Task objective: Rewrite all the lines below as a numbered list, skipping any blank lines and leaving the pictures out.

(Entries from a pointing dataset)
§ §

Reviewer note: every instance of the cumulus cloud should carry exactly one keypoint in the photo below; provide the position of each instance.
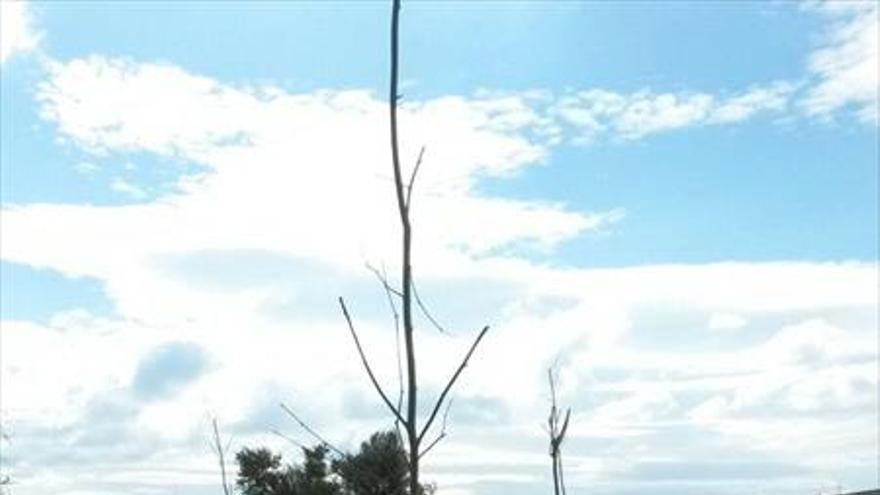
(18, 33)
(243, 259)
(594, 113)
(845, 66)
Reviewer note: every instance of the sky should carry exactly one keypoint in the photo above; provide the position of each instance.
(674, 204)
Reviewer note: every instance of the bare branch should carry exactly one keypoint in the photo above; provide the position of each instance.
(221, 455)
(561, 435)
(311, 432)
(289, 439)
(412, 178)
(442, 434)
(451, 382)
(425, 310)
(366, 363)
(383, 279)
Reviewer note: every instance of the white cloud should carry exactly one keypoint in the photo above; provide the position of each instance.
(17, 31)
(246, 258)
(122, 186)
(727, 321)
(845, 66)
(594, 113)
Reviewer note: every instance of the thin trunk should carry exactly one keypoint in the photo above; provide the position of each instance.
(406, 268)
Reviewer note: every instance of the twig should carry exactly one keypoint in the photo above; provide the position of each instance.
(442, 434)
(366, 363)
(383, 279)
(289, 439)
(311, 432)
(412, 178)
(451, 382)
(221, 455)
(425, 310)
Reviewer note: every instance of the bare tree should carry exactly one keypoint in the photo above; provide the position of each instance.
(557, 436)
(415, 434)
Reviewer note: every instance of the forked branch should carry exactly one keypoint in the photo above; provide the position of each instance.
(451, 382)
(366, 364)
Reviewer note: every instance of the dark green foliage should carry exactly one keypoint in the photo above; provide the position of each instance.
(260, 472)
(379, 468)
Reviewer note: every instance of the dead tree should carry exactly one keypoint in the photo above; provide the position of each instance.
(557, 436)
(415, 433)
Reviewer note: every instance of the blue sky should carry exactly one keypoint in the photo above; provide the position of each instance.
(649, 183)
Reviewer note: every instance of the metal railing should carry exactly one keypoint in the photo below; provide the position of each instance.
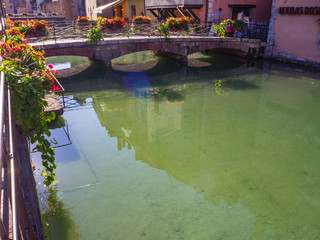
(71, 30)
(14, 219)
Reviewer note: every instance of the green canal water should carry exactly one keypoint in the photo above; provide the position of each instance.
(174, 153)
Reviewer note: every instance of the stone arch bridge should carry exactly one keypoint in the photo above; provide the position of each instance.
(176, 47)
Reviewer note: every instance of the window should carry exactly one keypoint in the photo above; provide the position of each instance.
(235, 9)
(133, 11)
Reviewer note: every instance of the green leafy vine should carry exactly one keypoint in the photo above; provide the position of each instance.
(29, 80)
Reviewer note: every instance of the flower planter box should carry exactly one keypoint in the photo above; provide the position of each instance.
(111, 31)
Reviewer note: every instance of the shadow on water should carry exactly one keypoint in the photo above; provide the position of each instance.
(58, 217)
(244, 152)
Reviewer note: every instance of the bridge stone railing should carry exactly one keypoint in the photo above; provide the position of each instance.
(176, 47)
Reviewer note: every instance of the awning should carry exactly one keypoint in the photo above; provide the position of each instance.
(241, 6)
(157, 4)
(103, 7)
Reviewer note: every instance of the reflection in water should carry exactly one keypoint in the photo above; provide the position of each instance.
(135, 62)
(57, 219)
(175, 159)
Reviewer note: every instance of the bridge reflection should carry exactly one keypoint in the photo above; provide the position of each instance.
(223, 152)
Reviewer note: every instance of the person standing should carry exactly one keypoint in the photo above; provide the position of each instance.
(218, 17)
(241, 15)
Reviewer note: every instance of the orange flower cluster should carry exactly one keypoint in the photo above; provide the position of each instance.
(178, 24)
(83, 19)
(23, 56)
(111, 23)
(30, 28)
(141, 20)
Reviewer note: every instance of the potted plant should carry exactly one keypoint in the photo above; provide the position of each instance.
(111, 25)
(238, 26)
(137, 20)
(178, 24)
(226, 28)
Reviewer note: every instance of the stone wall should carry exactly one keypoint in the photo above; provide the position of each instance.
(109, 49)
(294, 37)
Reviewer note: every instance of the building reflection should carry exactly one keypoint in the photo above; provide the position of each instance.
(224, 152)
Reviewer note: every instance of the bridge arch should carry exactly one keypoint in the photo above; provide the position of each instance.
(178, 47)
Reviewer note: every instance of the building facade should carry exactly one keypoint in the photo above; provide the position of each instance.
(256, 10)
(294, 33)
(9, 6)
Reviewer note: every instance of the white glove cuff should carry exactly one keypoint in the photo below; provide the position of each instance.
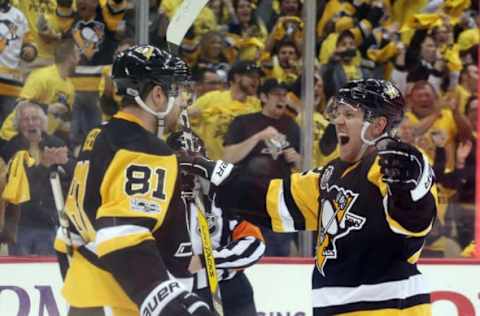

§ §

Result for this task:
1. Reviewer note: every instance of the cumulus cloud should carry exactly one keypoint in the photo below; provide the position of each instance.
2. (18, 33)
3. (243, 259)
4. (594, 113)
5. (845, 66)
6. Reviewer note: every instance of the sky should carry exactly one keypoint in the photo above; provide the position of each instance.
7. (674, 204)
8. Reviewer note: every instance of the bare branch should carry exactly one keypoint in the photo above; provide the position of each instance.
9. (221, 455)
10. (561, 435)
11. (311, 432)
12. (289, 439)
13. (412, 178)
14. (442, 434)
15. (451, 382)
16. (425, 310)
17. (366, 363)
18. (383, 279)
19. Reviewer note: every instance of the white cloud should carry exactly one keypoint in the photo above; provide the position of each instance.
20. (17, 31)
21. (246, 258)
22. (122, 186)
23. (727, 321)
24. (845, 66)
25. (594, 113)
26. Reviewer note: every instance of the thin trunk should carry exactly one keypoint in the photo above; provide the position of each instance.
27. (406, 268)
28. Reviewer note: every instance of the twig should carry exactly one keypoint in the photo above; provide the position of each instance.
29. (442, 434)
30. (366, 363)
31. (383, 279)
32. (289, 439)
33. (311, 432)
34. (412, 178)
35. (451, 382)
36. (221, 455)
37. (425, 310)
38. Reviewer note: every instance of the bare tree should carry exactly one keypoint in the photo above; provide the position of each instance.
39. (557, 436)
40. (415, 434)
41. Reviewer note: every instance of the forked branch should carry exactly one keypoint in the photo above; provide the position of each instance.
42. (451, 382)
43. (366, 364)
44. Reviewer note: every instance of the dark green foliage should carry exactly one keypoint in the photo above; provide the position of each instance.
45. (260, 472)
46. (379, 468)
47. Reviewer note: every instance of the dead tree should carry exactly one keypoint in the photo above; provide the position of each instance.
48. (557, 436)
49. (415, 433)
50. Reviewer note: every instance of the blue sky should carry exactly one keypoint in the photo above; provide the position of each instance.
51. (649, 183)
52. Reviewer note: every instance of the metal railing should carry exactly one keypoint in the photo below; provide the position of each instance.
53. (71, 30)
54. (14, 219)
55. Reviewer note: every instance of the green canal water should carry exactly one keypoint in the photo above; provide the position of each instance.
56. (174, 153)
57. Reviewer note: every instance of the stone arch bridge should carry exactly one keypoint in the photo above; provide the position of each instance.
58. (176, 47)
59. Reviewer note: every instance of the window should carry exactly one keypoint in the photo above; provide the position of each instance.
60. (235, 9)
61. (133, 11)
62. Reviewer note: every instance of the green leafy vine should carry exactly one keypoint in the photo above; provide the position of each instance.
63. (29, 80)
64. Reviewer note: every instance of the flower planter box should carry exactly one keypoint in the photo above; provide the position of each instance.
65. (111, 31)
66. Reviewer note: every instance of the shadow on water should carry exactly one keypoint in the photo above; provide the position of each instance.
67. (58, 217)
68. (244, 152)
69. Reviewer note: every instance of the bridge stone railing should carry exactly one keypoint in the photo above; provide the position of each instance.
70. (176, 47)
71. Reviewer note: every instance of the awning should carry exactly one keypoint in the photo above; provide the position of each instance.
72. (241, 6)
73. (157, 4)
74. (103, 7)
75. Reviewer note: every instance of the reflection in water should carry exactly one keypoint in the photo above; provide the position of each instance.
76. (135, 62)
77. (57, 219)
78. (175, 159)
79. Reviewer note: every instance of the bridge reflection should carry exactly one keypoint in the photo above; provide the position of each instance.
80. (223, 152)
81. Reviewer note: every instance of the person standing should carry exactly one keypoint in the photo above; provide the position of each instance.
82. (218, 17)
83. (241, 15)
84. Reviewer note: every instance of the orange flower cluster should carry exactly one keypoint in the photo above; provide the position of each instance.
85. (178, 24)
86. (83, 19)
87. (23, 56)
88. (111, 23)
89. (30, 28)
90. (141, 20)
91. Reviewer note: every instance of the potted plant should carry exactly one keypoint in the photo above; provide the position of each instance.
92. (111, 25)
93. (238, 26)
94. (137, 20)
95. (178, 24)
96. (226, 28)
97. Reviewer note: every instance of the stone wall should carry exactly one keypoint in the photo above; provide the position of each instance.
98. (109, 49)
99. (294, 37)
100. Reviewer note: every instance of the building reflection should carry exactly one keypoint in the photo above; provide the position of each instance.
101. (224, 152)
102. Reviewer note: every instance of the bridge arch should carry exactly one keypoint in the photo above; provide the position of each instance.
103. (178, 47)
104. Reviewer note: every instance of the building facade should carry exactly one keypoint in the photo above; provide the position of each instance.
105. (256, 10)
106. (294, 33)
107. (9, 6)
108. Reviewer note: every instance of the white glove cuff should carry exactly one keypoint in the photo below; provide the position of each instance.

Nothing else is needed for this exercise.